▶ _What is required_
Please copy the records from their start up to and including the line with "171 161 L 175", with "mural" changed to "fresco" and nothing else altered. Give only those lines, without the pictures.

|---|

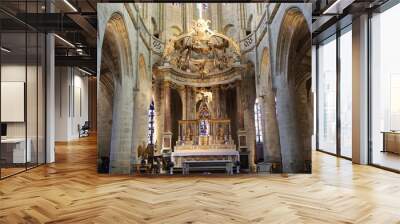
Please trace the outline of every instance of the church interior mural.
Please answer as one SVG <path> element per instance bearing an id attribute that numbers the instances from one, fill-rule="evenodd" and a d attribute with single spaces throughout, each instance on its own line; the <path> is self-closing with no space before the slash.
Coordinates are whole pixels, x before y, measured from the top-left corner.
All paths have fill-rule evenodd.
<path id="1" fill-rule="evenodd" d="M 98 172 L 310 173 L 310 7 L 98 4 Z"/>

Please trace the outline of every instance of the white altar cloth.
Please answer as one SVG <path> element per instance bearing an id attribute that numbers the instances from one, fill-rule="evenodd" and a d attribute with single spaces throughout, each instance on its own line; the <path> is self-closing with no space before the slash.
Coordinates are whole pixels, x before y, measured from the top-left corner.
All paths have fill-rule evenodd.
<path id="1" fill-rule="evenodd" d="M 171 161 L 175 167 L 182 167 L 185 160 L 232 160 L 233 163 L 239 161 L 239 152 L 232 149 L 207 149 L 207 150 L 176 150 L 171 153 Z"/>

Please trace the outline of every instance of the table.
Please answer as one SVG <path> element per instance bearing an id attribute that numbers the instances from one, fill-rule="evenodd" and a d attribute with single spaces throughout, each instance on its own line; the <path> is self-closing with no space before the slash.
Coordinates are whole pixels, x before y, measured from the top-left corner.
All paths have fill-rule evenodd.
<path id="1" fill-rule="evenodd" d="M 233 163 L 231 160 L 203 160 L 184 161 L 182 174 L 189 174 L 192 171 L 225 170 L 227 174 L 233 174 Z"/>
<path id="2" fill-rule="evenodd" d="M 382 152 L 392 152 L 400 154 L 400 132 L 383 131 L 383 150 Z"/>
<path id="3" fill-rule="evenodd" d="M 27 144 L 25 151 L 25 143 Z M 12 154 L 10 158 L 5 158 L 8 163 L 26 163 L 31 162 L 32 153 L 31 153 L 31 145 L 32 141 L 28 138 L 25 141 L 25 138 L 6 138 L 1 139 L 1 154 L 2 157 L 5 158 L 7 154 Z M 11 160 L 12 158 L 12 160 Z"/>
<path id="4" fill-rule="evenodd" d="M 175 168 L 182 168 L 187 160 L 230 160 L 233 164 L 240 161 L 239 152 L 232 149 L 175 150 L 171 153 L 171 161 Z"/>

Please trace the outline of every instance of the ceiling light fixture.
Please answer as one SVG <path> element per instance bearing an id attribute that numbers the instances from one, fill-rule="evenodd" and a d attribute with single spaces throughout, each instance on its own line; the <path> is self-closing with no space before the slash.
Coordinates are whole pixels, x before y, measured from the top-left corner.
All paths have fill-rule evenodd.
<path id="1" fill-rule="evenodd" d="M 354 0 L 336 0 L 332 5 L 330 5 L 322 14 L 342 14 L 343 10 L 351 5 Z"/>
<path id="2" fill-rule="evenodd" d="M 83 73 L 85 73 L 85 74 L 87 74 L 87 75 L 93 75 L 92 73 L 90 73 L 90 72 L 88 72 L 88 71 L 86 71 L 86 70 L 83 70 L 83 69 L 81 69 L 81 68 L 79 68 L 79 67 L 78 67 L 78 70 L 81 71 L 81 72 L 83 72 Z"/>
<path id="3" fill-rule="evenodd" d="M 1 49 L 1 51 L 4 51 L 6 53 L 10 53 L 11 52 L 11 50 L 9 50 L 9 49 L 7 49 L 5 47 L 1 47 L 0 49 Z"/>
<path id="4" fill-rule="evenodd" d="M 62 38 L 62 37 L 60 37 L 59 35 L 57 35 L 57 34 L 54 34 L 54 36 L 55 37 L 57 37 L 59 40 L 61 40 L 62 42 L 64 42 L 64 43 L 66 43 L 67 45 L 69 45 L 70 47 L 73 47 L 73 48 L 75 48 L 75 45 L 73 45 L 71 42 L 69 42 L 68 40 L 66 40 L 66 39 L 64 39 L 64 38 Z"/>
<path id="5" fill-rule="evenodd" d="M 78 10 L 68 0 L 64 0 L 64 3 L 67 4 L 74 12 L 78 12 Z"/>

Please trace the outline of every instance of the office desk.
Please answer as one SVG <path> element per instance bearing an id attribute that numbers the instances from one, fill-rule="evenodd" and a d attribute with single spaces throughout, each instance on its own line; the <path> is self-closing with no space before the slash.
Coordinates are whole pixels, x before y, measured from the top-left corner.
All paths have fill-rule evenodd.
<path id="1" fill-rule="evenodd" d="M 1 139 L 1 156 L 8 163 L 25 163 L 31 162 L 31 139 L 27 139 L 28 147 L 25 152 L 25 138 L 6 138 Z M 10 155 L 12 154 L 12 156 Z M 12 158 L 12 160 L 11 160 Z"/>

|---|

▶ _Response below_
Please trace the outline of every instance of the church interior fresco.
Please answer as one SVG <path> element per instance bearing an id attribute that numbers the instances from one, fill-rule="evenodd" and a d attribute with single spaces throughout, each instance on its own line; the <path> is self-closing with no space before the slash.
Coordinates are whole pixels, x before y, measured from the top-left corner.
All paths have fill-rule evenodd.
<path id="1" fill-rule="evenodd" d="M 98 172 L 310 173 L 310 7 L 98 4 Z"/>

Please trace the outline of every instance of the white altar cloth.
Please answer as one SVG <path> element per instance bearing an id attribute that numbers the instances from one, fill-rule="evenodd" and a d attribute with single spaces throughout, each instance on its own line; the <path> is self-closing with no space before the slash.
Coordinates are whole pixels, x before y, measured from the top-left corner.
All paths have fill-rule evenodd.
<path id="1" fill-rule="evenodd" d="M 171 161 L 175 167 L 182 167 L 185 160 L 232 160 L 233 163 L 239 161 L 239 152 L 232 149 L 207 149 L 207 150 L 176 150 L 171 153 Z"/>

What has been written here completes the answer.